Aim of the task: Among the entries below, copy out verbatim the lines between the one containing "coat, it would be much appreciated." and the one containing "96 L 80 104", both included.

Task data:
· · · · ·

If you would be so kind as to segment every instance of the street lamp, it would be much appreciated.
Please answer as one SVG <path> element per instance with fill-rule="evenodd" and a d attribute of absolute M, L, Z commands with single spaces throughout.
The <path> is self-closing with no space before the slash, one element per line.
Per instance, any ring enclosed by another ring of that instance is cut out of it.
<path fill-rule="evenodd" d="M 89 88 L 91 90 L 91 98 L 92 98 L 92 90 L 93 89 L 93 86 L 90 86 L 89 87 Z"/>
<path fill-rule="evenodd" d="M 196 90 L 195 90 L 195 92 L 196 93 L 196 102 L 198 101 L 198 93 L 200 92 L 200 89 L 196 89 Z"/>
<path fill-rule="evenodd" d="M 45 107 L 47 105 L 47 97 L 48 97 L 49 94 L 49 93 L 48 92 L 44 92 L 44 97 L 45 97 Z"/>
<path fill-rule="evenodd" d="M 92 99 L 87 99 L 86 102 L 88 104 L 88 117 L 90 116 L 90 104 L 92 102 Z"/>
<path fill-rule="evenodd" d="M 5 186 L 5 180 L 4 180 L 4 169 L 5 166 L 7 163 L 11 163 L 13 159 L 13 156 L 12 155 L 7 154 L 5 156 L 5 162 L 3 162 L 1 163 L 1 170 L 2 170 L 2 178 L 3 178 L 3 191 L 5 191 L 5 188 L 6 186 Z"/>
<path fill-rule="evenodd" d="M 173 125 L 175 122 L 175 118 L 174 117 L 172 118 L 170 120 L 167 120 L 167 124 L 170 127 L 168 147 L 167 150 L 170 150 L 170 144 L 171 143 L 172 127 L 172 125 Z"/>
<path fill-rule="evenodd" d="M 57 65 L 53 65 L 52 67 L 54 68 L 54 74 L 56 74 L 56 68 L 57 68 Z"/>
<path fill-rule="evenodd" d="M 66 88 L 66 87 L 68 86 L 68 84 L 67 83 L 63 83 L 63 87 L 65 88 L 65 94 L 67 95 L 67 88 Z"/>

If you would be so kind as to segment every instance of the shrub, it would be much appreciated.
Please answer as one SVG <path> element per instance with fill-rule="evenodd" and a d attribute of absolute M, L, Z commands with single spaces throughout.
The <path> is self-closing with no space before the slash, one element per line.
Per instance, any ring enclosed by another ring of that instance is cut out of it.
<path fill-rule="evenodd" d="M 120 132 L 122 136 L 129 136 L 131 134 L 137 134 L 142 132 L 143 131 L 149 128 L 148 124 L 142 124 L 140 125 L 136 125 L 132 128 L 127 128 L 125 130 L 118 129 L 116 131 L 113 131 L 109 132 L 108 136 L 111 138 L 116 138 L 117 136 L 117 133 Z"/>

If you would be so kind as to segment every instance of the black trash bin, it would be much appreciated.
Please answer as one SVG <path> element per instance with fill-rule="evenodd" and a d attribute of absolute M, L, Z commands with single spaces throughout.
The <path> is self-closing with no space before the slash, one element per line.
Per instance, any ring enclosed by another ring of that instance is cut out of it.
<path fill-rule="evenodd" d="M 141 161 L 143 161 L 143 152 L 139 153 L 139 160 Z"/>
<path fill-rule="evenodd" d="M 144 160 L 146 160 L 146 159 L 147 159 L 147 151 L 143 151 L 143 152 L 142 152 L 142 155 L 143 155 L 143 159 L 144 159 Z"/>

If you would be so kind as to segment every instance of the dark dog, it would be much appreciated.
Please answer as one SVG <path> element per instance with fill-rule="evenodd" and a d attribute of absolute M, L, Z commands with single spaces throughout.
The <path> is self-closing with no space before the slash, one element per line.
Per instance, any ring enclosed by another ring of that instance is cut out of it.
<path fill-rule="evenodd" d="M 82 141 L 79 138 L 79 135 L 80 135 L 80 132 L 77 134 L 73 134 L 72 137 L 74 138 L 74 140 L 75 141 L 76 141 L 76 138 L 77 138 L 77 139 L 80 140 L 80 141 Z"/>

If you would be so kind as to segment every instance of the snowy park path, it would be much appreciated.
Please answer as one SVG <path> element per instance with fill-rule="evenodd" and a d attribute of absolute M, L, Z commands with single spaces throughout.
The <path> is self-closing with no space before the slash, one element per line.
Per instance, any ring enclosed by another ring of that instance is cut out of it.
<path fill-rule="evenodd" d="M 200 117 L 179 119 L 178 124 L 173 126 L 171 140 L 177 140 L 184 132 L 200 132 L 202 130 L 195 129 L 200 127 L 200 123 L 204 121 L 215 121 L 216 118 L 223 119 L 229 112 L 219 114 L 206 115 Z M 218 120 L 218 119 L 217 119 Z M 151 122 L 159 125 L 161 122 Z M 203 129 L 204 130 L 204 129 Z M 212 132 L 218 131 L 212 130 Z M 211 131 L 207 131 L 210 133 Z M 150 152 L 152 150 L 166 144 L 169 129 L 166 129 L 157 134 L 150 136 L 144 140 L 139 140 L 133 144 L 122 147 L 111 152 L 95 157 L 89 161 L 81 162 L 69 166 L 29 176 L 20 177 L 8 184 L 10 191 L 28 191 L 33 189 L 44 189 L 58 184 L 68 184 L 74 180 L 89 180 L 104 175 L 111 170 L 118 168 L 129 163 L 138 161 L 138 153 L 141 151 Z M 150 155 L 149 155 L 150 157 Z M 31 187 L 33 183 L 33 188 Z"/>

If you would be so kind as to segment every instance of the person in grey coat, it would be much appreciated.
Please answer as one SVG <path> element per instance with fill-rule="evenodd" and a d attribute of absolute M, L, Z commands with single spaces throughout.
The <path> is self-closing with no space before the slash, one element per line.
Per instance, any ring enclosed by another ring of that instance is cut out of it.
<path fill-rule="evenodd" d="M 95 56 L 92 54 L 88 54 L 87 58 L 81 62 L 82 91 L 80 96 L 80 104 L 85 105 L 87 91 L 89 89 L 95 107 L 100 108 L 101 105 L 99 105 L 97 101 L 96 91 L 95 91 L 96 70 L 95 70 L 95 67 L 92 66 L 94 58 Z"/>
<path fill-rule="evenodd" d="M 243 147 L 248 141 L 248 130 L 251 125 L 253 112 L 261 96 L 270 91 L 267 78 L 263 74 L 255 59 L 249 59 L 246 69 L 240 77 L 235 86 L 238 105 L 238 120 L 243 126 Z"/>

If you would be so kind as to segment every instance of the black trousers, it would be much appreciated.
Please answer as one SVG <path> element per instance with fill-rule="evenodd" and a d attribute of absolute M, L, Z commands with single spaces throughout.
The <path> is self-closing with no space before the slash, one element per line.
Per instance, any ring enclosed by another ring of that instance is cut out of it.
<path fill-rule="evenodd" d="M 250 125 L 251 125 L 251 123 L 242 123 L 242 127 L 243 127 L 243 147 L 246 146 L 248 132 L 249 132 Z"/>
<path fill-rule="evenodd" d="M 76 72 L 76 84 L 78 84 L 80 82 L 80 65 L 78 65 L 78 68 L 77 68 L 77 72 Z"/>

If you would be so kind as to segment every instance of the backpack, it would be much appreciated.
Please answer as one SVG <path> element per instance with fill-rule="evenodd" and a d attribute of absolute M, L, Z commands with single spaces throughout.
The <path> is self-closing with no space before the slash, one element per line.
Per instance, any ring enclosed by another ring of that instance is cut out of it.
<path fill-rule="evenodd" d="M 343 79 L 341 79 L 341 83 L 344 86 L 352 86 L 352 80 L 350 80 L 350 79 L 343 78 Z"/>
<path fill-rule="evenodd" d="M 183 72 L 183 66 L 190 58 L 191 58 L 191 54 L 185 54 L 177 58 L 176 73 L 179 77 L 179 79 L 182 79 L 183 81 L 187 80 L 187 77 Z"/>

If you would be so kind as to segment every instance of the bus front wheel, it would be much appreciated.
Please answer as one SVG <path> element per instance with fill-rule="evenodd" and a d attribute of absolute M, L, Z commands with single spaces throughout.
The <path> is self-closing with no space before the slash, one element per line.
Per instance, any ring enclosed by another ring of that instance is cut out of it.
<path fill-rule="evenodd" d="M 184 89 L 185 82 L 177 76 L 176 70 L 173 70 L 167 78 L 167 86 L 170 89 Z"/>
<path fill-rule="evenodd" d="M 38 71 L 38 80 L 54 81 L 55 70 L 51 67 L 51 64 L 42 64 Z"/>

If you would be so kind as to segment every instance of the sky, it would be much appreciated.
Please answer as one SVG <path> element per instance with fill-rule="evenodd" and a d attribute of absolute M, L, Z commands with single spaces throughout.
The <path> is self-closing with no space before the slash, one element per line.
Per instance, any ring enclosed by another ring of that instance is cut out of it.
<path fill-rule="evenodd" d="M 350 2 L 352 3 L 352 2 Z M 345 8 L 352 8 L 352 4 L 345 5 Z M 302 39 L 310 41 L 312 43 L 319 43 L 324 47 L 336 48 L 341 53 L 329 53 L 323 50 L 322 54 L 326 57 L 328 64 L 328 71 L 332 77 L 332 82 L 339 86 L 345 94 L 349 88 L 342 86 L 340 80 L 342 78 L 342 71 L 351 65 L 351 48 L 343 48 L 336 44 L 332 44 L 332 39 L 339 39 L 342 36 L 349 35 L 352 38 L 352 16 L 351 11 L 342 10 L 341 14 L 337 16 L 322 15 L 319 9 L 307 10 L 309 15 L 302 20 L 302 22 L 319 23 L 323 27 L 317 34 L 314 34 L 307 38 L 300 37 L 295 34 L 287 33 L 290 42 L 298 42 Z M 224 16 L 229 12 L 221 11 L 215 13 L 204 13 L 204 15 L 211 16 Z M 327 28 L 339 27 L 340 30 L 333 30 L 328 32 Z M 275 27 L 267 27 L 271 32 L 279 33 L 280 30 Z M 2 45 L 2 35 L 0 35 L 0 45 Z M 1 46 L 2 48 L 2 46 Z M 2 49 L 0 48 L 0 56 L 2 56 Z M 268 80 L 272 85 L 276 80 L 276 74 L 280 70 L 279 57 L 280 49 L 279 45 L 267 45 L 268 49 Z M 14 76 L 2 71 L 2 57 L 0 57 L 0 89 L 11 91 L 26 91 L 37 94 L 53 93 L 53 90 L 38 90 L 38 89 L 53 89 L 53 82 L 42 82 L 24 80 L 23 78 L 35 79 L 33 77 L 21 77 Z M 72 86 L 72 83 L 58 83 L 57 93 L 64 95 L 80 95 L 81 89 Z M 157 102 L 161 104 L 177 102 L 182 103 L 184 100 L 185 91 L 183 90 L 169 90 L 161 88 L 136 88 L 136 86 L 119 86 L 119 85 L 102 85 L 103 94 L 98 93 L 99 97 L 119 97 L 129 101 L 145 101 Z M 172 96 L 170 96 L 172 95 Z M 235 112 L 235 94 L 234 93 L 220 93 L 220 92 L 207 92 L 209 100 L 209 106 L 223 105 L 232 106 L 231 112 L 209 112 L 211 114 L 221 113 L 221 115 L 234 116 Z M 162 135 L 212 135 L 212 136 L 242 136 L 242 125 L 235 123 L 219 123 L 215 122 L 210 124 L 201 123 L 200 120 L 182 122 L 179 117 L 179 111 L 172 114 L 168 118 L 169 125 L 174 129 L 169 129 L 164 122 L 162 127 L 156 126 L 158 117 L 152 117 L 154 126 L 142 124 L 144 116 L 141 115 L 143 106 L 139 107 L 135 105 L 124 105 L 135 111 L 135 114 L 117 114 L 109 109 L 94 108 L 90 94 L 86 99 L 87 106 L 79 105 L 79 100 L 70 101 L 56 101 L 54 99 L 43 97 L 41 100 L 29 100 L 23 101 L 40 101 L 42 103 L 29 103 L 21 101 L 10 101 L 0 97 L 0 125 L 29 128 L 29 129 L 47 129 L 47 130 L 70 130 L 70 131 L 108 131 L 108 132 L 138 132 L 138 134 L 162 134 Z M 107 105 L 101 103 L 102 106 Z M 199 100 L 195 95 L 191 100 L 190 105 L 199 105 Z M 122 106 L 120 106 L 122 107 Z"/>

· · · · ·

Output for this exercise:
If you would be so kind as to segment every instance of the person in grey coat, it would be much appreciated.
Please answer as one SVG <path> element per instance with fill-rule="evenodd" and a d attribute of absolute M, L, Z commands with single spaces throughout.
The <path> is self-closing with no space before the slash, one element per line.
Per instance, any ring enclosed by another ring of that instance is cut out of it.
<path fill-rule="evenodd" d="M 95 56 L 92 54 L 88 54 L 87 58 L 81 62 L 82 91 L 80 96 L 80 104 L 85 105 L 87 91 L 89 89 L 95 107 L 100 108 L 101 105 L 99 105 L 97 101 L 96 91 L 95 91 L 96 70 L 95 70 L 95 67 L 92 66 L 94 58 Z"/>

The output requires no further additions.